■ Requirement
According to the ACM student research contest article below, from which online image catalog did the Coronal Loop Mining project's system retrieve solar images?

ACM Computer Research Contest Honors Student Innovations

Nurcan Durak Nurcan Durak participated in the ACM SRC competition with the paper titled "Principal Contour Extraction and Contour Classification to Detect Coronal Loops from Solar Images." She completed her PhD. dissertation in August 2011 under the supervision of Dr. Olfa Nasraoui in Computer Engineering and Computer Science at the Knowledge Discovery and Web Mining Lab. Her research was supported by a NASA and NSF funded project on Coronal Loop Mining since 2006. The project created a system that automatically retrieves solar images with coronal loops from the SOHO/EIT online image catalog. The project's scope falls within the research areas of data mining and machine learning, computer vision, and pattern recognition.

ACM (the Association for Computing Machinery) honored the Grand Finals winners of its Student Research Competition (SRC) with awards and cash prizes for achievements in computing research.   The graduate and undergraduate winners competed against more than 50 participants in contests held at 13 ACM conferences. Their research covered a range of computing innovations that have applications for high-performance computer systems designs, image retrieval systems for astrophysicists, scalability for file system directories, improvements in massively-parallel graphics processors, biochips for clinical diagnostics and biochemical procedures, and assistive technologies for speech-impaired people.

■ Data supplied
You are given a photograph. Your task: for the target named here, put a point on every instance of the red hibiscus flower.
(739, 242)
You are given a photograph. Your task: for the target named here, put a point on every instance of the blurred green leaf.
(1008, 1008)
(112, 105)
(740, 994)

■ Written reply
The SOHO/EIT online image catalog.